> Exercise set:
[1] Decide whether each statement below agrees with the warrant terms, answering yes or no and quoting the words of the text that settle it. (a) A mutilated Warrant must be surrendered and canceled before a new one is delivered. (b) The Warrant gives the Holder rights as a stockholder of the Company. (c) The Warrant is governed by the laws of the State of Delaware.
[2] From the warrant terms, output the passage starting at "11.              Choice of" and ending at "CONFLICTS OF LAW.", copied exactly.
---- Document extract
8.                  Loss, Theft, Destruction or Mutilation . Upon receipt by the Company of evidence satisfactory to it, in the exercise of its reasonable discretion, of the ownership and the loss, theft, destruction or mutilation of this Warrant and, in the case of loss, theft or destruction, of indemnity reasonably satisfactory to the Company and, in the case of mutilation, upon surrender and cancellation thereof, the Company will execute and deliver in lieu thereof, without expense to the Holder, a new Warrant of like tenor dated the date hereof.

 

9.                  Warrant Holder Not a Stockholder . The Holder of this Warrant, as such, shall not be entitled by reason of this Warrant to any rights whatsoever as a stockholder of the Company.

 

10.              Notices . Any notice required or contemplated by this Warrant shall be deemed to have been duly given if transmitted by registered or certified mail, return receipt requested, or nationally recognized overnight delivery service , to the Company at its principal executive offices located at ______, Attn: Chief Executive Officer, or to the Holder at the name and address set forth in the Warrant Register maintained by the Company.

 

11.              Choice of Law . THIS WARRANT IS ISSUED UNDER AND SHALL FOR ALL PURPOSES BE GOVERNED BY AND CONSTRUED IN ACCORDANCE WITH THE INTERNAL LAWS OF THE STATE OF NEW YORK, WITHOUT GIVING EFFECT TO PRINCIPLES OF CONFLICTS OF LAW.
--------
---- Record excerpts
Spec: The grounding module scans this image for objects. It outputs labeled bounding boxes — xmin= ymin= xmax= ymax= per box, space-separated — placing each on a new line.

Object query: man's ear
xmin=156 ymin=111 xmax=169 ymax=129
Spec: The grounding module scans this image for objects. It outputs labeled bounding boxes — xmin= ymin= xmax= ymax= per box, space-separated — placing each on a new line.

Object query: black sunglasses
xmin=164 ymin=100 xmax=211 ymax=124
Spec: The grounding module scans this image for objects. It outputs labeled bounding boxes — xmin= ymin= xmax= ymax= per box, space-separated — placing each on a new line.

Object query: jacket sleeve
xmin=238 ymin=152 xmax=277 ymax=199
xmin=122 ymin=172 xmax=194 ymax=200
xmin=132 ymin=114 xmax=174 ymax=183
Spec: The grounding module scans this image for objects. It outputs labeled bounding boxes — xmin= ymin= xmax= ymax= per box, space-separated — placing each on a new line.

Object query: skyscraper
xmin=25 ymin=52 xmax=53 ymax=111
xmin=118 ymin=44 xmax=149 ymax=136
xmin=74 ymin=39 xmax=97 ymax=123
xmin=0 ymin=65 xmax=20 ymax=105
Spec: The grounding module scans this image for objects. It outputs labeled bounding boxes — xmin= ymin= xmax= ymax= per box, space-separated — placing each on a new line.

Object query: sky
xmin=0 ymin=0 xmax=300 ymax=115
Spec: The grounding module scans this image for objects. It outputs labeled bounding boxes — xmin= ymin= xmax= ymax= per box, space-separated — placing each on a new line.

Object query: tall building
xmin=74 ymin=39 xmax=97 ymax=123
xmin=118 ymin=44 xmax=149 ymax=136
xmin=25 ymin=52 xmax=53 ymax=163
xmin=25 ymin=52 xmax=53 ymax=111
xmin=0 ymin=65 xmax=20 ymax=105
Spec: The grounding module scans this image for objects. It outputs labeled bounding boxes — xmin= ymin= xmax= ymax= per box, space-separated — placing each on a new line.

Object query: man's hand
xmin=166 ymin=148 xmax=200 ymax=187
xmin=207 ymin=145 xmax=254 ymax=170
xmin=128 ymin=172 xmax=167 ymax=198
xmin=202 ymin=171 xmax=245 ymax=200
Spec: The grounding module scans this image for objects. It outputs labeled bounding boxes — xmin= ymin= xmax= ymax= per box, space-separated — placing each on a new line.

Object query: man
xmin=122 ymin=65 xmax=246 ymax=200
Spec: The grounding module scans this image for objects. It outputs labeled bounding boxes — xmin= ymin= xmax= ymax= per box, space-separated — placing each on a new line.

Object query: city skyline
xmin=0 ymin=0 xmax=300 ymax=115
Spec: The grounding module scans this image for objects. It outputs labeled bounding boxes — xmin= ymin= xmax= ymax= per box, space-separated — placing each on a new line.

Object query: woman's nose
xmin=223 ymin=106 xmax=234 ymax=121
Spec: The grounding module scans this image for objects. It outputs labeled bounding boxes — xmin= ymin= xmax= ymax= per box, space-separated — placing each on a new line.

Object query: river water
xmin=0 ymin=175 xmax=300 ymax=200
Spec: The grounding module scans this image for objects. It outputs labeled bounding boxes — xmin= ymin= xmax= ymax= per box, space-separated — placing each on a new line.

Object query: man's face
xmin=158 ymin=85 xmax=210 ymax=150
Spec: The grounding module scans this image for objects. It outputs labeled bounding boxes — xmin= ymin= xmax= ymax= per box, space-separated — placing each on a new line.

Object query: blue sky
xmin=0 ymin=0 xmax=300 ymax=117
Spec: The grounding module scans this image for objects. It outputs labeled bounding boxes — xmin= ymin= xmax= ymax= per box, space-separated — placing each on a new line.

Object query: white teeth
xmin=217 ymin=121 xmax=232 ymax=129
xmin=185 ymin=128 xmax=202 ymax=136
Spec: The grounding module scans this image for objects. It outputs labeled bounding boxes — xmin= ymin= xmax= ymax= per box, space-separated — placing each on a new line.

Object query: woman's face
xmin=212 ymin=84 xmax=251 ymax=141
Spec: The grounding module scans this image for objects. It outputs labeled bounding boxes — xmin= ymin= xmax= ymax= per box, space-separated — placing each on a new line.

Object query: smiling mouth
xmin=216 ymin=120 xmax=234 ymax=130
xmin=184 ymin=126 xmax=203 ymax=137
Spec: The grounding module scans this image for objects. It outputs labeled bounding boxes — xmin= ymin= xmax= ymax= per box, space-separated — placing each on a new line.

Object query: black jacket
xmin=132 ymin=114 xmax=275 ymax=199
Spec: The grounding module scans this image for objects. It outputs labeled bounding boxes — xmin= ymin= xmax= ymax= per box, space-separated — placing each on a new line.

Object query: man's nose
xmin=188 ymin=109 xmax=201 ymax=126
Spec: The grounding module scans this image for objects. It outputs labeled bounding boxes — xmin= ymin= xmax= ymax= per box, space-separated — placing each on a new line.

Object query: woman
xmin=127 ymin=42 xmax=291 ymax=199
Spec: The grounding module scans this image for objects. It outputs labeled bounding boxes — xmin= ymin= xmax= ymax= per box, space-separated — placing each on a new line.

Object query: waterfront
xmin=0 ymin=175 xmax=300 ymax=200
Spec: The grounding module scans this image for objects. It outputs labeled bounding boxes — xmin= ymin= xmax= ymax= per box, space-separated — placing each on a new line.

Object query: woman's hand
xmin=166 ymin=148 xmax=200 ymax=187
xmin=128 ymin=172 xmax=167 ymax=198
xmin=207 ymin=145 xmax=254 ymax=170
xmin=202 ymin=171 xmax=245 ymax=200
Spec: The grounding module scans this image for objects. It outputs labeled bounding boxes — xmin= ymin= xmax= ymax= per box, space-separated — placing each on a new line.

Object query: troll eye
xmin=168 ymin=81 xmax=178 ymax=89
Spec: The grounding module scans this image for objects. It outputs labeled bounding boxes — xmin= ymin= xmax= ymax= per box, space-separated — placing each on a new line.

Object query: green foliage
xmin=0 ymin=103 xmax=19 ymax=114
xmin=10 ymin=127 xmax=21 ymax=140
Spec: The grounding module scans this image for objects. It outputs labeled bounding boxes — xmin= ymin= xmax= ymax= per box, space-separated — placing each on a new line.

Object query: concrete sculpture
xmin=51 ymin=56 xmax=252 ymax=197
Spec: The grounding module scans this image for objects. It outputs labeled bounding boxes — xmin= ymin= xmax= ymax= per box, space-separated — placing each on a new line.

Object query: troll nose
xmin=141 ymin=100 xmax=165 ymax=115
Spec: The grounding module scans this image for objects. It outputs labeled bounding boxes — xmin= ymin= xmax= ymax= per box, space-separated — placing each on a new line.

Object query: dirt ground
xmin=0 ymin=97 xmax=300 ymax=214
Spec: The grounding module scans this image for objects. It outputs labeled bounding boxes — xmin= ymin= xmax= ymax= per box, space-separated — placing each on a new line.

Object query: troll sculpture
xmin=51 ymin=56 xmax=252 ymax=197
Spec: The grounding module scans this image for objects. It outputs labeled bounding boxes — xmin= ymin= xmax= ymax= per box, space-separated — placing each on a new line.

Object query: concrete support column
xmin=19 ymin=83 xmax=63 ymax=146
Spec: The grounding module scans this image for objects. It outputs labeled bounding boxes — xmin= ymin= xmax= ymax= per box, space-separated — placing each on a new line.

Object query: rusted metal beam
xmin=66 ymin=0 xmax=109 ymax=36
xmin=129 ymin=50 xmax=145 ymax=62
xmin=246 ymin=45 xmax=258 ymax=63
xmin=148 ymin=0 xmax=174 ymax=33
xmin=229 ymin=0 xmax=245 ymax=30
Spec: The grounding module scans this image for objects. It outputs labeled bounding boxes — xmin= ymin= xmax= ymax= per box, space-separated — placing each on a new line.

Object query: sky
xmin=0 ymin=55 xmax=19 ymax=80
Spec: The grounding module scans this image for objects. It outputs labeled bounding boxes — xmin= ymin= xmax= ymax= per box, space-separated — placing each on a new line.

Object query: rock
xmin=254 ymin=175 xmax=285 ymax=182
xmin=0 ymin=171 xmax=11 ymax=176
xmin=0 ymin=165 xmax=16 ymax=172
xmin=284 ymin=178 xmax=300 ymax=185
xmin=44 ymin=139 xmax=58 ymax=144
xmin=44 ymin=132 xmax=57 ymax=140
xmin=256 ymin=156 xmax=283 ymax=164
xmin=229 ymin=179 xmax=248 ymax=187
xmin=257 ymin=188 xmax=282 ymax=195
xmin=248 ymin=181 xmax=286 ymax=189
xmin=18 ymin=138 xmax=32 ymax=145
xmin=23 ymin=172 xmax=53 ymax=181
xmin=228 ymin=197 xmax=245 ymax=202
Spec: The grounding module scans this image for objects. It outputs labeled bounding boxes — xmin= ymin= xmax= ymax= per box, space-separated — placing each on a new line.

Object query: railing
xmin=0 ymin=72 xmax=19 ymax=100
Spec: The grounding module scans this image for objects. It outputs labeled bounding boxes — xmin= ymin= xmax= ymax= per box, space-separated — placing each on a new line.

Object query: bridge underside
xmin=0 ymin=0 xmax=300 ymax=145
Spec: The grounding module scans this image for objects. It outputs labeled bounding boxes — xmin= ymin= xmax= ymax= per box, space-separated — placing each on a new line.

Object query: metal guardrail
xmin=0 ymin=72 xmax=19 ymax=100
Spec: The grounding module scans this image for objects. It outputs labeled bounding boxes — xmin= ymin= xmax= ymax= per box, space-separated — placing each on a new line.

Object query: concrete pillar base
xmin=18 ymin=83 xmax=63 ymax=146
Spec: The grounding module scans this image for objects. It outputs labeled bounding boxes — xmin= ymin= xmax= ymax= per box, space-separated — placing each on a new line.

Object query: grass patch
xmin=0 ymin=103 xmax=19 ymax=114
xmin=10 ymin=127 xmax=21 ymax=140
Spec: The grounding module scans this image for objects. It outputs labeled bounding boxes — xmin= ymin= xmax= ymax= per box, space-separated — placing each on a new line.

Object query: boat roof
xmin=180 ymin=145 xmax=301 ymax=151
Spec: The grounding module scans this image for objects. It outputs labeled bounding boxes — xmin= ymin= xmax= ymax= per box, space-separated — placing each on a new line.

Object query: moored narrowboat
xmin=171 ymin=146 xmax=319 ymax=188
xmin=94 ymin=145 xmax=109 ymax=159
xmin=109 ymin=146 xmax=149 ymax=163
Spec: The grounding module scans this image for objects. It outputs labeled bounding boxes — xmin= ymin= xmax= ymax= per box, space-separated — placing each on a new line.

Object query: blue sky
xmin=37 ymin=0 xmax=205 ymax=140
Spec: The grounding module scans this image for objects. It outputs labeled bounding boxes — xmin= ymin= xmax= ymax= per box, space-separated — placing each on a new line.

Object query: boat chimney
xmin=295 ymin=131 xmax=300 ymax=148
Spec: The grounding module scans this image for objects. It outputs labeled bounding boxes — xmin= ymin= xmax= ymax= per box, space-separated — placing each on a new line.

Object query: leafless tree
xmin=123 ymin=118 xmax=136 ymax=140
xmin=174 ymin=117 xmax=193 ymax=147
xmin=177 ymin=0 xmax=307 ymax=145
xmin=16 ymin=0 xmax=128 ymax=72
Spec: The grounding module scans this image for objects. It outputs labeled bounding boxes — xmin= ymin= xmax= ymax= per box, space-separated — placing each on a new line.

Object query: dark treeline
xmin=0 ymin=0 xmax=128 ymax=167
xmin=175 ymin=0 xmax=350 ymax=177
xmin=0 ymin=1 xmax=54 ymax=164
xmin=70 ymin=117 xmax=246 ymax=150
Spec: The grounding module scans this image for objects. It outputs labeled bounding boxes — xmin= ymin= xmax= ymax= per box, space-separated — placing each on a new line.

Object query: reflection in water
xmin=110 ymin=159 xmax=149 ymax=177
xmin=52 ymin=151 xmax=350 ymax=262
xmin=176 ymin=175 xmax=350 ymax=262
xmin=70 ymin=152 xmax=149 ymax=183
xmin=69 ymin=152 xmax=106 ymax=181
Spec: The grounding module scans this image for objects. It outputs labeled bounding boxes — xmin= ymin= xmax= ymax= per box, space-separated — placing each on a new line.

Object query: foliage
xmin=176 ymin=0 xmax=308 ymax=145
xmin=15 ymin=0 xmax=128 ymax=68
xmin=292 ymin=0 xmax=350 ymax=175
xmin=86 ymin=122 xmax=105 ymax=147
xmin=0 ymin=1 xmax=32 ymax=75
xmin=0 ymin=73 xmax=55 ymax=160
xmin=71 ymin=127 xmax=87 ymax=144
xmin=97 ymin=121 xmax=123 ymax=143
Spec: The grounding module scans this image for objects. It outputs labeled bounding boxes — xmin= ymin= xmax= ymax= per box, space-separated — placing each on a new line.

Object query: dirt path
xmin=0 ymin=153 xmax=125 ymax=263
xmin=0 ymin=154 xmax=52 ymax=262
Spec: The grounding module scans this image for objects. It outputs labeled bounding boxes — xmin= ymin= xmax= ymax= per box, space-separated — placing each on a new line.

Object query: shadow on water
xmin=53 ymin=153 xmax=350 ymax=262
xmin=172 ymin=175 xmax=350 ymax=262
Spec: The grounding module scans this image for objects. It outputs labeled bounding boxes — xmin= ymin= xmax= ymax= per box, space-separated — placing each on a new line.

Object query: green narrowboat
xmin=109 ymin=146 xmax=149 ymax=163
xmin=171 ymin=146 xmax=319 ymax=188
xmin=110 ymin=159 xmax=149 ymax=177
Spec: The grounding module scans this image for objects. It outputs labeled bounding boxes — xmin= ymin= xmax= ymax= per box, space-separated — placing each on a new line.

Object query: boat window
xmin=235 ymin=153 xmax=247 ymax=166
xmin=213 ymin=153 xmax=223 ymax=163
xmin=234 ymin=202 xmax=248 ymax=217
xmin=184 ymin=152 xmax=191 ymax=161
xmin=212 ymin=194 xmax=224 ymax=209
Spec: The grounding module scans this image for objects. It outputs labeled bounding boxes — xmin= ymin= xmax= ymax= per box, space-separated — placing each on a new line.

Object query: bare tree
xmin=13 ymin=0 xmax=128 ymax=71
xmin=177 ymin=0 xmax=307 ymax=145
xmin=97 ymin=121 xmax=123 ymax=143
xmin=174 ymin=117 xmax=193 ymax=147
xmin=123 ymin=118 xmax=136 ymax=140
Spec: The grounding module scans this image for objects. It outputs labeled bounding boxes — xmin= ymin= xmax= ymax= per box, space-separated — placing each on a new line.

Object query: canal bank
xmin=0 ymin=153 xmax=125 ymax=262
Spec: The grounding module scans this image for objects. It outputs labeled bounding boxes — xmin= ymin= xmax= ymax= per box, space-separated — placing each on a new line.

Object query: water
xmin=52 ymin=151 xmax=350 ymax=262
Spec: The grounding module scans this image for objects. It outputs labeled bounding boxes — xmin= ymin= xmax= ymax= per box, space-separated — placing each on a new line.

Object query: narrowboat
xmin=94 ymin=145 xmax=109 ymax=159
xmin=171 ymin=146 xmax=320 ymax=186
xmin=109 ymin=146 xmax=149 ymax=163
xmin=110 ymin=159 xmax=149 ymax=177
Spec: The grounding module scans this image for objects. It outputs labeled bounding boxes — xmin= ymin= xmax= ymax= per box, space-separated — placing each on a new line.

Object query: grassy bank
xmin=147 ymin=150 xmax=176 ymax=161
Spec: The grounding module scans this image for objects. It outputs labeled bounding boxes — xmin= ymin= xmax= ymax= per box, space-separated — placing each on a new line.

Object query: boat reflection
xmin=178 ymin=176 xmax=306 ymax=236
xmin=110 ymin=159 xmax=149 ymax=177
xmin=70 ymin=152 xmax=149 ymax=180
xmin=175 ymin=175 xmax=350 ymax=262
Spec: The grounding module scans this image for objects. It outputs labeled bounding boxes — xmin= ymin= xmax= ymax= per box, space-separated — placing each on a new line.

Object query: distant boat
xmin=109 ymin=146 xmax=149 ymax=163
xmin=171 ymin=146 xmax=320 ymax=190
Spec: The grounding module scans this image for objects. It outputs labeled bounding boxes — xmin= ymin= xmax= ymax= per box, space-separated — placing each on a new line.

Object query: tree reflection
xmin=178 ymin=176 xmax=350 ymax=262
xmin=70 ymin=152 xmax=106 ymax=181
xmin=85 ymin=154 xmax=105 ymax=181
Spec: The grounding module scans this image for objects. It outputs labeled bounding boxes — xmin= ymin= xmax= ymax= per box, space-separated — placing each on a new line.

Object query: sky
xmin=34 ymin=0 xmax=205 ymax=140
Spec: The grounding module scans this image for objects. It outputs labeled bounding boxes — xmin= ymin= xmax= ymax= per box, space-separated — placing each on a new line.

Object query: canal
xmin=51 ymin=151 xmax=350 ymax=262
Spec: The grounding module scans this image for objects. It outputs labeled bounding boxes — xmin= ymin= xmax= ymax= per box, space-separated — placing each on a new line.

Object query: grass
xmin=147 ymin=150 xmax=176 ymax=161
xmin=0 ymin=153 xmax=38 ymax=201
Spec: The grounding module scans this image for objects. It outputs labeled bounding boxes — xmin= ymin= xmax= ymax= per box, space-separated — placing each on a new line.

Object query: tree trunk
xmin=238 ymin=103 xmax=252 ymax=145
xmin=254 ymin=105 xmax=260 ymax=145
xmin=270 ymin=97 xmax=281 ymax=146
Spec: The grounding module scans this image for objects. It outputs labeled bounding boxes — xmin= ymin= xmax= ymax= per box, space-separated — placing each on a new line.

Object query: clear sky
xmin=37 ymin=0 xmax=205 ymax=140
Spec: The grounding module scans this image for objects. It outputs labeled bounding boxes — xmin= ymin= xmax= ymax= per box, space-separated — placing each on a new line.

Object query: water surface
--------
> Numbered answers:
[1]
(a) Yes: "in the case of mutilation, upon surrender and cancellation thereof"
(b) No: "shall not be entitled by reason of this Warrant to any rights whatsoever as a stockholder of the Company"
(c) No: "THE INTERNAL LAWS OF THE STATE OF NEW YORK"

[2]
11.              Choice of Law . THIS WARRANT IS ISSUED UNDER AND SHALL FOR ALL PURPOSES BE GOVERNED BY AND CONSTRUED IN ACCORDANCE WITH THE INTERNAL LAWS OF THE STATE OF NEW YORK, WITHOUT GIVING EFFECT TO PRINCIPLES OF CONFLICTS OF LAW.